TO DO:
The entries shown below should be output exactly as they appear.

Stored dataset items
┄┄┄┄┄┄┄┄┄┄┄┄┄┄┄┄┄┄┄┄
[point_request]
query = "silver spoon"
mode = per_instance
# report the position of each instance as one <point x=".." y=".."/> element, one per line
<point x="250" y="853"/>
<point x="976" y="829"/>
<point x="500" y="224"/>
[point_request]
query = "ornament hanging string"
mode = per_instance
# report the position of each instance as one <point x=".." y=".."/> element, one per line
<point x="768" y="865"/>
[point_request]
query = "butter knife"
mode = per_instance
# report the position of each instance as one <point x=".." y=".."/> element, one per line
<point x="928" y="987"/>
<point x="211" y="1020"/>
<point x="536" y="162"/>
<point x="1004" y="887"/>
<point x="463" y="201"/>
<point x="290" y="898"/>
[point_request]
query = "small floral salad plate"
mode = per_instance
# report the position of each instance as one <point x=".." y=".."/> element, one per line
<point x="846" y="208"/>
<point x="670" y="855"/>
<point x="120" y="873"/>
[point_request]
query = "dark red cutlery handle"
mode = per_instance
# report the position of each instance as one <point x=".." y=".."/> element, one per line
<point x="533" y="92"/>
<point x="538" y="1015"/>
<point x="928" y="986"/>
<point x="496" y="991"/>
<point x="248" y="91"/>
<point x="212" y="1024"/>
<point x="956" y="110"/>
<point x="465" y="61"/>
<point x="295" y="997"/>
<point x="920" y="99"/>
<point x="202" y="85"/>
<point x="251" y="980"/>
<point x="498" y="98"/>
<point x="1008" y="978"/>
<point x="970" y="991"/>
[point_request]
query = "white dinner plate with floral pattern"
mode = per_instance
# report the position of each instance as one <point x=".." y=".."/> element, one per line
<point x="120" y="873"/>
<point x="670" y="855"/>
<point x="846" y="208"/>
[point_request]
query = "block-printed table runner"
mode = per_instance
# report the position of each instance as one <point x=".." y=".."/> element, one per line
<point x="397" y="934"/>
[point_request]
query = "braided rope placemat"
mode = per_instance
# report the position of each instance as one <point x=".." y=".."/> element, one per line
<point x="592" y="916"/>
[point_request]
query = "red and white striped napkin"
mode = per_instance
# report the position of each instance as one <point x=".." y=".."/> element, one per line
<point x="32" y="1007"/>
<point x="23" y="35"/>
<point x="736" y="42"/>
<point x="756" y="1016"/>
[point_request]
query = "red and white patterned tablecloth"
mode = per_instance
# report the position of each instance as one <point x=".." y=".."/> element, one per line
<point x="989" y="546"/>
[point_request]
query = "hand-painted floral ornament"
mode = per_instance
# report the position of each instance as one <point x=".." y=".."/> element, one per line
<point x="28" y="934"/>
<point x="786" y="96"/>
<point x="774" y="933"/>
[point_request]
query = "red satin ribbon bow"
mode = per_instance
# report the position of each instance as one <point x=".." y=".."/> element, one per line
┄┄┄┄┄┄┄┄┄┄┄┄┄┄┄┄┄┄┄┄
FINISHED TASK:
[point_request]
query = "silver spoon"
mode = per_instance
# report the position of each instance as one <point x=".." y=".."/> element, one per line
<point x="250" y="853"/>
<point x="976" y="829"/>
<point x="500" y="224"/>
[point_request]
query = "ornament hanging string"
mode = per_instance
# report the position of each instance as one <point x=".." y=".."/> element, one per line
<point x="768" y="865"/>
[point_request]
query = "butter knife"
mode = per_instance
# report the position of each instance as one <point x=".." y=".."/> element, one per line
<point x="928" y="987"/>
<point x="211" y="1020"/>
<point x="536" y="162"/>
<point x="1004" y="887"/>
<point x="463" y="201"/>
<point x="290" y="898"/>
[point_request]
query = "small floral salad plate"
mode = per_instance
# report the position of each instance as one <point x=".." y=".."/> element, one per line
<point x="846" y="208"/>
<point x="670" y="855"/>
<point x="120" y="873"/>
[point_request]
query = "dark red cutlery handle"
mode = per_instance
# report the position of each instance as one <point x=".." y=".."/> element, one per line
<point x="533" y="92"/>
<point x="538" y="1015"/>
<point x="928" y="986"/>
<point x="496" y="991"/>
<point x="248" y="91"/>
<point x="212" y="1024"/>
<point x="956" y="110"/>
<point x="465" y="61"/>
<point x="295" y="997"/>
<point x="920" y="99"/>
<point x="202" y="85"/>
<point x="251" y="980"/>
<point x="498" y="98"/>
<point x="1008" y="978"/>
<point x="970" y="991"/>
[point_request]
query = "white dinner plate with floral pattern"
mode = per_instance
# report the position of each instance as one <point x=".." y=".."/> element, one per line
<point x="120" y="873"/>
<point x="670" y="855"/>
<point x="846" y="208"/>
[point_request]
query = "block-printed table runner"
mode = per_instance
# report the position of each instance as one <point x=".." y=".."/> element, one per line
<point x="397" y="934"/>
[point_request]
query = "braided rope placemat"
mode = per_instance
# report the position of each instance as one <point x=".." y=".."/> element, one per line
<point x="592" y="916"/>
[point_request]
query = "red and white striped napkin"
mode = per_instance
# report the position of each instance as one <point x=".." y=".."/> element, one per line
<point x="32" y="1007"/>
<point x="23" y="35"/>
<point x="736" y="42"/>
<point x="756" y="1016"/>
[point_request]
query = "red and white patterned tablecloth"
mode = per_instance
# report the position of each instance as one <point x=".." y=".."/> element, one per line
<point x="989" y="546"/>
[point_request]
query = "hand-painted floral ornament"
mode = per_instance
# report the position of each instance as one <point x=".." y=".."/> element, one per line
<point x="28" y="934"/>
<point x="786" y="96"/>
<point x="774" y="933"/>
[point_request]
query = "red satin ribbon bow"
mode = per_instance
# report the position of each instance as one <point x=".." y=".."/> element, one per line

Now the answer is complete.